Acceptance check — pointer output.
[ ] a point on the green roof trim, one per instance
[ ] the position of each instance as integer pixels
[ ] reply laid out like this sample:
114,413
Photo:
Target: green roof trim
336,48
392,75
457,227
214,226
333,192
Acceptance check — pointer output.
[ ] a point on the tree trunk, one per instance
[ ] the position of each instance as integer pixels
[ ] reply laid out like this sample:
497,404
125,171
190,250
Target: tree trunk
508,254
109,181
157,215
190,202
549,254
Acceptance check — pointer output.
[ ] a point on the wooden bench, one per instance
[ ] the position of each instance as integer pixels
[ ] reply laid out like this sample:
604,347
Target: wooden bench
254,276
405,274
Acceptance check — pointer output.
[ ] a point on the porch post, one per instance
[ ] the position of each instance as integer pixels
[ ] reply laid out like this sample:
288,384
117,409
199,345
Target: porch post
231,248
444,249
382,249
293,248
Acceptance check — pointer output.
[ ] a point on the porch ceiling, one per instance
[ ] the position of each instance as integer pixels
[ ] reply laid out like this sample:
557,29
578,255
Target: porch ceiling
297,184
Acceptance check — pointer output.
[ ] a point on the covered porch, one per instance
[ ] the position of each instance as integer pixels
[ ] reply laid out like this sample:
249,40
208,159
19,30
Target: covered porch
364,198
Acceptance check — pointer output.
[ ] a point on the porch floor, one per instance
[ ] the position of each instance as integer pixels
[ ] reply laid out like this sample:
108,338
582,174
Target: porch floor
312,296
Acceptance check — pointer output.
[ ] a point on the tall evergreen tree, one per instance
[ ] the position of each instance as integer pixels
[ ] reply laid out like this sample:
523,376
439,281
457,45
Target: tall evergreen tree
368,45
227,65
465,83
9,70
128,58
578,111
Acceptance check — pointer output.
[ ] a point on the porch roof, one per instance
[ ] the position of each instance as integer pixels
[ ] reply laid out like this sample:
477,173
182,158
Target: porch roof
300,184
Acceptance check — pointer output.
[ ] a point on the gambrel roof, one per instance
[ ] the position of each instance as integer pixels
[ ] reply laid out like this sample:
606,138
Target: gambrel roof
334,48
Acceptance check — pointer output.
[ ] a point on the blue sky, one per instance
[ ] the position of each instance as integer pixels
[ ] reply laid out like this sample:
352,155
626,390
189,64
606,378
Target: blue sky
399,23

▶ **TASK GOAL**: The data must be given again in full. Keep every line identical.

▶ **ANSWER BOX**:
Acceptance check — pointer output.
[ ] a point on the green roof trim, one per instance
[ ] the position of each instance as integer pixels
[ ] reply laid out like this sample:
114,413
Photo:
Target: green roof trim
336,48
392,75
457,227
214,226
333,192
Acceptance check — pointer output.
[ ] a point on the tree trunk, one per instance
[ ] the position of each instance as integer pixels
[ ] reply laid out like this sample:
497,404
125,171
190,250
Target: tree trunk
508,254
109,181
157,215
190,202
549,254
Acceptance check — pointer output.
[ ] a point on the wooden bench, one per instance
[ ] the position of each instance as integer pixels
[ ] reply laid out like this sample:
604,347
Target: wooden bench
254,276
405,274
Acceptance check — pointer output.
[ ] a point on the porch post, one per instance
[ ] the position of each instance as integer pixels
[ ] reply laid out like this sample:
288,384
117,409
199,345
Target: porch post
231,248
444,249
382,249
293,248
Acceptance check — pointer output.
[ ] a point on the porch ceiling, one per instance
[ ] the position of each instance as integer pixels
[ ] reply laid out like this sample:
557,29
578,255
Target: porch ceiling
297,184
Acceptance check — pointer output.
[ ] a point on the covered porch, one per instance
[ ] the position of each instance as integer pixels
[ ] reply laid out like this sample:
249,40
208,159
19,30
Target: covered porch
364,198
Acceptance check — pointer output.
[ ] a point on the porch floor, one per instance
[ ] the position of each instance as integer pixels
[ ] reply laid out like this sample:
108,338
582,174
Target: porch floor
312,296
Acceptance check — pointer output.
[ ] a point on the tall evergreen tree, one per instance
[ ] the position of each instance as integer pixels
[ ] reply laid out like this sample:
523,376
439,281
457,45
Target: tall evergreen tree
368,45
227,65
465,83
9,70
128,58
578,111
Acceptance check — pointer output.
[ ] a point on the porch roof, one per instance
[ ] the position of each instance as integer pixels
[ ] reply laid out like this sample:
477,173
182,158
Target: porch roof
300,184
Acceptance check — pointer output.
[ ] a point on the gambrel roof, one per instance
[ ] the position of each instance as integer pixels
[ ] reply laid out like this sample:
606,138
Target: gambrel roof
334,48
Acceptance check — pointer output.
[ ] a point on the blue sky, one per instance
[ ] the position of each instance as integer pixels
[ ] reply laid out like this sample:
352,155
626,390
189,64
606,378
Target: blue sky
399,23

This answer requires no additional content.